Work to do:
[a] Quote the passage of the comment on historical materialism below from "Pam - Thanks" to "more detail here.".
[b] In the comment on historical materialism below, what does the logic of internal relations make the correspondence of relations to forces?
[Start Given text]
Pam - Thanks for raising a really interesting issue. I'm actually working through an article by Levine and Sober that examines historical materialism alongside evolutionary theory in order to, among other things, draw out both the similarities and differences between the theories with respect to their claims of scientific status. I hope to post something about this issue soon, so I'll avoid going into any more detail here.

GS - I actually think that the central claims of Marx's historical materialism can be interpreted as empirical claims that can be "tested" at least to some degree. Cohen's analytic reconstruction of the theory is helpful in this regard, because it avoids making these claims logical or necessary truths, as the dialectical logic of Sayers and others seems to. So, Cohen explains that "we may envisage a complete material description of a society...from which we cannot deduce its social form." If historical materialism is correct, then the implications of the theory regarding the correspondence of social form to the level of material development should be confirmed by looking at the actual course of historical development. Of course it's not entirely clear what those implications are, since it's not clear what could make a set of production relations fail to correspond to the level of development of the productive forces (hence it may be that the theory is too vague, and therefore not falsifiable). My point in the post was simply that the logic of internal relations makes the correspondence of relations to forces a logical, necessary truth, when this very correspondence is supposed to be a substantive claim within historical materialism; and this is clearly unacceptable.
[End Given text]
[Start Data]
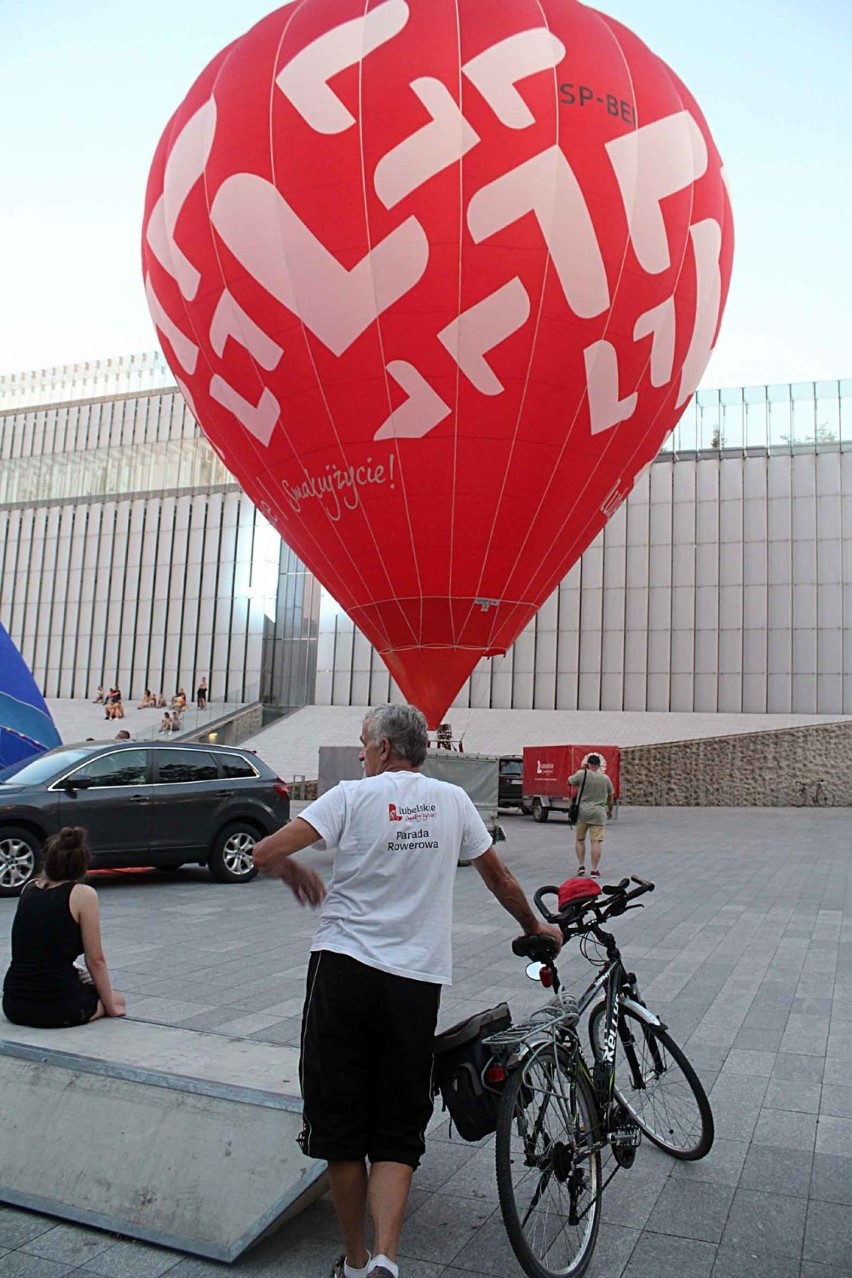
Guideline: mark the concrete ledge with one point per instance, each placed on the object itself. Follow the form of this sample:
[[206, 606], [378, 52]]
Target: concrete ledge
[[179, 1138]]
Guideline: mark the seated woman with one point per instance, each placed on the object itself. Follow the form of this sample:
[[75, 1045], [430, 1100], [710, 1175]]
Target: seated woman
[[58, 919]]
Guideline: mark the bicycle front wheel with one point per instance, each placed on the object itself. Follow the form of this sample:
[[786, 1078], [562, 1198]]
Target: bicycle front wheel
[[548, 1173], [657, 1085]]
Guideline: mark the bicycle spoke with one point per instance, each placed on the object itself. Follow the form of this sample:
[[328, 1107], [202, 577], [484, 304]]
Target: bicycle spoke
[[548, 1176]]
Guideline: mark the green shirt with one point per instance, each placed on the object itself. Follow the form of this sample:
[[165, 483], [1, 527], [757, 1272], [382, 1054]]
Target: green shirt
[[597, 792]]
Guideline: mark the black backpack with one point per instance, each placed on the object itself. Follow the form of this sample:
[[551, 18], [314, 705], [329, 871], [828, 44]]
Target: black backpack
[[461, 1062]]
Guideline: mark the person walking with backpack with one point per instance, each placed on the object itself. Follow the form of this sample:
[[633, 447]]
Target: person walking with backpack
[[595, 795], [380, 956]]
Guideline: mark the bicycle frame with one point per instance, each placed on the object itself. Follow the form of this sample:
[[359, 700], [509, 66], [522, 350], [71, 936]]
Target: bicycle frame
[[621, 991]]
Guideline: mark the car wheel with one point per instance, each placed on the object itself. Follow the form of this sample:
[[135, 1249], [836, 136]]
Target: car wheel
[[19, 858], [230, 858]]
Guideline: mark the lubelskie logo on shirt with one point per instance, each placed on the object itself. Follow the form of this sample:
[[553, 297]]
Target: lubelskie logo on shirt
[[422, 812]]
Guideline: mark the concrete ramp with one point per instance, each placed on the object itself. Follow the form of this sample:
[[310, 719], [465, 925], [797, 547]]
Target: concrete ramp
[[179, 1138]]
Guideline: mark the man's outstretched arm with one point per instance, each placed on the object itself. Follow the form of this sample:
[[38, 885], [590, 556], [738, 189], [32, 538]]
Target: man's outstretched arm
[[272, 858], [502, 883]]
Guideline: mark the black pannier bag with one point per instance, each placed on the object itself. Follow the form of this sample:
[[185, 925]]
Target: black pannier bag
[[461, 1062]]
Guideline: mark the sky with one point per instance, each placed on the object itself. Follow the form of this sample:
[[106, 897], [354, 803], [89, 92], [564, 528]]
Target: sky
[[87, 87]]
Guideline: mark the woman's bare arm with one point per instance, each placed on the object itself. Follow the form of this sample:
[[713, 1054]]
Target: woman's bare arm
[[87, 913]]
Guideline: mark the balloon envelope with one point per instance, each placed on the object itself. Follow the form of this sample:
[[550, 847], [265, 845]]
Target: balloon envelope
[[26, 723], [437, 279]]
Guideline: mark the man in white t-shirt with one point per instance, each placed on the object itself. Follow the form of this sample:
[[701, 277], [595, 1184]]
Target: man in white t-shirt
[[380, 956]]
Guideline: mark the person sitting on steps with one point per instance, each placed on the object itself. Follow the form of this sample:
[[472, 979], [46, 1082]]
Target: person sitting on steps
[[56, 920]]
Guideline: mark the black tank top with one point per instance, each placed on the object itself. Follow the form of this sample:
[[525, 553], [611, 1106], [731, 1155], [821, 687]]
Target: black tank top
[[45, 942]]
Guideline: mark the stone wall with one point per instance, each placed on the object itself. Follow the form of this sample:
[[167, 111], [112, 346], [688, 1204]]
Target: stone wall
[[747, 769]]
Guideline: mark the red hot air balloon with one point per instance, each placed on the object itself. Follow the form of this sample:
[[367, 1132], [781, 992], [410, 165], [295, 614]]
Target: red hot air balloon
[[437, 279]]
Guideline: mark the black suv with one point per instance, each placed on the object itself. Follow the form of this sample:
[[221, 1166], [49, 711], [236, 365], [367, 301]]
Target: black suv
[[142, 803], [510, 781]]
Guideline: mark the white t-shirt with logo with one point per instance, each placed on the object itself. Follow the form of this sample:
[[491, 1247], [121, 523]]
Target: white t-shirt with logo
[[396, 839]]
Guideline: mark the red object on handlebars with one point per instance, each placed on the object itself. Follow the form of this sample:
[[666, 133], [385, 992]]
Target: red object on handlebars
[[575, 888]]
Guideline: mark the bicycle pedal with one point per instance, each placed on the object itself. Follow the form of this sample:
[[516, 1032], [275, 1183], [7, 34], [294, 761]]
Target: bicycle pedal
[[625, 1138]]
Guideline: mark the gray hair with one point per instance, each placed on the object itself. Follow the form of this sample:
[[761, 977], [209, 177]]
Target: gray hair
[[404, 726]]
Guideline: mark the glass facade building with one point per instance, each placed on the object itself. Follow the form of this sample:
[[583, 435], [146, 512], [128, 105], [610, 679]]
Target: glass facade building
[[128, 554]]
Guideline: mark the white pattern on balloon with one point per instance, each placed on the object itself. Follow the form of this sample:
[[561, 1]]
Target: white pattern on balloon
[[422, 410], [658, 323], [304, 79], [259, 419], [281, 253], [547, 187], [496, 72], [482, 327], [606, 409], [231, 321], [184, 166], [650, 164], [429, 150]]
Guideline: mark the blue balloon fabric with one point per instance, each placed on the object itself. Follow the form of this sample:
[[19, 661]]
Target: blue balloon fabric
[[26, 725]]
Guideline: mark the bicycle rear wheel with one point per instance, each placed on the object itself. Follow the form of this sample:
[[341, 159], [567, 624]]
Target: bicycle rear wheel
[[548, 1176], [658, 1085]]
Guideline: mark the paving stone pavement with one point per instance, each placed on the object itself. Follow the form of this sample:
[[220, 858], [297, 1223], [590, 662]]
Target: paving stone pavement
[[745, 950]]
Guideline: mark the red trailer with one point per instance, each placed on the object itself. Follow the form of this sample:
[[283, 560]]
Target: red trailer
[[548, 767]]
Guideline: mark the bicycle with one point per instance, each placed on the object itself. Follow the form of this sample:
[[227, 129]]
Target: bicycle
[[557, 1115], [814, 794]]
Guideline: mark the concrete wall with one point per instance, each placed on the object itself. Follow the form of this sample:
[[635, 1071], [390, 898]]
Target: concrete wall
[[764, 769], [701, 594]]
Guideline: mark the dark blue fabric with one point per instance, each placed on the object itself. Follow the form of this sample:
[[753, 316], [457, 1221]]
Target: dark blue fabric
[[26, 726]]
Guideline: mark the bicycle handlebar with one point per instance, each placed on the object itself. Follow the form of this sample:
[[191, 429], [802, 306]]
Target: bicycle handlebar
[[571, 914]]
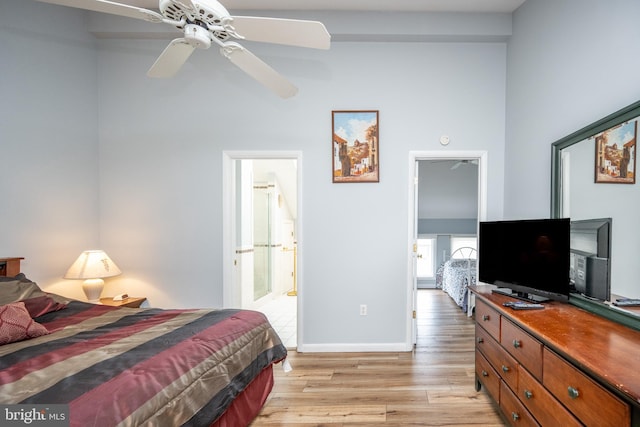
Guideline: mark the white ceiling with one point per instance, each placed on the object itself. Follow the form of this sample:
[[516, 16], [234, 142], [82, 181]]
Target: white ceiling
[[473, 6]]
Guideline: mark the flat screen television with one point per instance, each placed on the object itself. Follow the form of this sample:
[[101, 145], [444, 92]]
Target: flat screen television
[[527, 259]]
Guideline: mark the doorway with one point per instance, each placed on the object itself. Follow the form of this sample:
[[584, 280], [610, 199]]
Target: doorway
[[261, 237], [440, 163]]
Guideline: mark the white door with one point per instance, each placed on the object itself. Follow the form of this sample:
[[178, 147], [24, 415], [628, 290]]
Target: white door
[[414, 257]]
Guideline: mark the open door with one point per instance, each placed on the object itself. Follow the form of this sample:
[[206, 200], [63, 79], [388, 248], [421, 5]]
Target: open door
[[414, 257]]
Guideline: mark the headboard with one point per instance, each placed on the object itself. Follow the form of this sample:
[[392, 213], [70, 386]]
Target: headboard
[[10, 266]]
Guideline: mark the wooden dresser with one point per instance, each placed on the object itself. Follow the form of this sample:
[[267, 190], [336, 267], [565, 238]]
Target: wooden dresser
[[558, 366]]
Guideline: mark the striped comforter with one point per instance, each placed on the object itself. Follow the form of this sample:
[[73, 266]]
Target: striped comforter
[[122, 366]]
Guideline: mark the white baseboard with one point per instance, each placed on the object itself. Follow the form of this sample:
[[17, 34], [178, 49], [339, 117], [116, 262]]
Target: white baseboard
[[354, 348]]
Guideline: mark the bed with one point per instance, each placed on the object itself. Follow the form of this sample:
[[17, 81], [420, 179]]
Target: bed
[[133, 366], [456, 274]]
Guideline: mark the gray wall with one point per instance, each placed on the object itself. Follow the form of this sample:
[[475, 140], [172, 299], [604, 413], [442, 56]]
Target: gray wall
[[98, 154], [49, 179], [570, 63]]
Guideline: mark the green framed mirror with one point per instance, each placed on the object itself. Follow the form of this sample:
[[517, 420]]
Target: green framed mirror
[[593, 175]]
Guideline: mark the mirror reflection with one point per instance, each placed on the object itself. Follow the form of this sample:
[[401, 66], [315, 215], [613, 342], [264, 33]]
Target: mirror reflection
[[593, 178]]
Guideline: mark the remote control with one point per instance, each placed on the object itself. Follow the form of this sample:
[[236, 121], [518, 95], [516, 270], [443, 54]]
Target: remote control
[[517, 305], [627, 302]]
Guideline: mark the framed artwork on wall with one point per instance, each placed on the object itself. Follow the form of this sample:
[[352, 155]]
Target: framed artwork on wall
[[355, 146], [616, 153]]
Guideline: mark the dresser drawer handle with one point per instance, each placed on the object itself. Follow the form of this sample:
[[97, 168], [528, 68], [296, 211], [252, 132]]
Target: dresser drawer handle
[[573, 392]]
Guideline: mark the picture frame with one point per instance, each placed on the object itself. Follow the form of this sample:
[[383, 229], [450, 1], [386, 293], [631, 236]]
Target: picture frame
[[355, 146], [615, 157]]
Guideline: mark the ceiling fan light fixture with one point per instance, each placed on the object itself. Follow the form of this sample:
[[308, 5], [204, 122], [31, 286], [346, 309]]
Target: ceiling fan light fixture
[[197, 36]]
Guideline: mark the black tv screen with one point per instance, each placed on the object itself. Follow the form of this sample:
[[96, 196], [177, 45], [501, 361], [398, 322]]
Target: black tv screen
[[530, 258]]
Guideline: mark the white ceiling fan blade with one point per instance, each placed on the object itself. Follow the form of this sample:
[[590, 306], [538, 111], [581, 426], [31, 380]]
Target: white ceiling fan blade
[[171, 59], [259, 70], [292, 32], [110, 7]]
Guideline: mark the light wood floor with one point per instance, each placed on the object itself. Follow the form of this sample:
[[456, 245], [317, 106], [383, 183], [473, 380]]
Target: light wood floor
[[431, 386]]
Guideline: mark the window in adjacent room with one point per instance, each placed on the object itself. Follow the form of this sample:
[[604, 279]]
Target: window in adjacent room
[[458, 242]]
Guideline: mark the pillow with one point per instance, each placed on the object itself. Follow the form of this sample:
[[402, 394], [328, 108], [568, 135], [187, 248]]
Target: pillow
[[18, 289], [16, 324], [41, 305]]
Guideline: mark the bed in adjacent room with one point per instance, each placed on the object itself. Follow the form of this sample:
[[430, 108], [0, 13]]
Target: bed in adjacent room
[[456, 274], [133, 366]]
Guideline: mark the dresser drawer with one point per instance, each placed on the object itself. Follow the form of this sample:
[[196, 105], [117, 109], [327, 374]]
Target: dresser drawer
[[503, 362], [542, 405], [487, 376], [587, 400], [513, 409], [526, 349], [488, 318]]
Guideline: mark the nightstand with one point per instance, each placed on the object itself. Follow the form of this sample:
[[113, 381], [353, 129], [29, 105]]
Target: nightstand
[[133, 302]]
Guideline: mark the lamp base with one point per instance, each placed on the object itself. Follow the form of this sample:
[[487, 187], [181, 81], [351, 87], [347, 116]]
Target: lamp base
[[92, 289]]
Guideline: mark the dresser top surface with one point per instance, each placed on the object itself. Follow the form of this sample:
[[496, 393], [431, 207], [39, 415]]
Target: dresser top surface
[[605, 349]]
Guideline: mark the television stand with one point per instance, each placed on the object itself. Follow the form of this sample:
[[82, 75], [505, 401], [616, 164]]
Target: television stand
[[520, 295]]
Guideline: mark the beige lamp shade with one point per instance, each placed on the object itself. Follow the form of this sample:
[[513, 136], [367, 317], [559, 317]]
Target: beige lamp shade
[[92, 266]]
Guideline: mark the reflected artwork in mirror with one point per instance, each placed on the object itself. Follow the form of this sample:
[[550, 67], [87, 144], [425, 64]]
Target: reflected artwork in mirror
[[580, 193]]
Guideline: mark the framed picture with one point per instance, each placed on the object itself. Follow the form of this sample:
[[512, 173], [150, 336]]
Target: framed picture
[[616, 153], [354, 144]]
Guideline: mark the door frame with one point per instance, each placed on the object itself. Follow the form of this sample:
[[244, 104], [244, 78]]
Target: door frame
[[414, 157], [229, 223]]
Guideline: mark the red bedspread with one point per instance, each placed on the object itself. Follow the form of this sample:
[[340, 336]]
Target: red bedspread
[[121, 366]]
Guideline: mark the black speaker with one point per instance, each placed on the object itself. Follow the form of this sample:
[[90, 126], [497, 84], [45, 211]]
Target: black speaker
[End Data]
Final results:
[a]
Pam - Thanks for raising a really interesting issue. I'm actually working through an article by Levine and Sober that examines historical materialism alongside evolutionary theory in order to, among other things, draw out both the similarities and differences between the theories with respect to their claims of scientific status. I hope to post something about this issue soon, so I'll avoid going into any more detail here.

[b] It makes that correspondence a logical, necessary truth.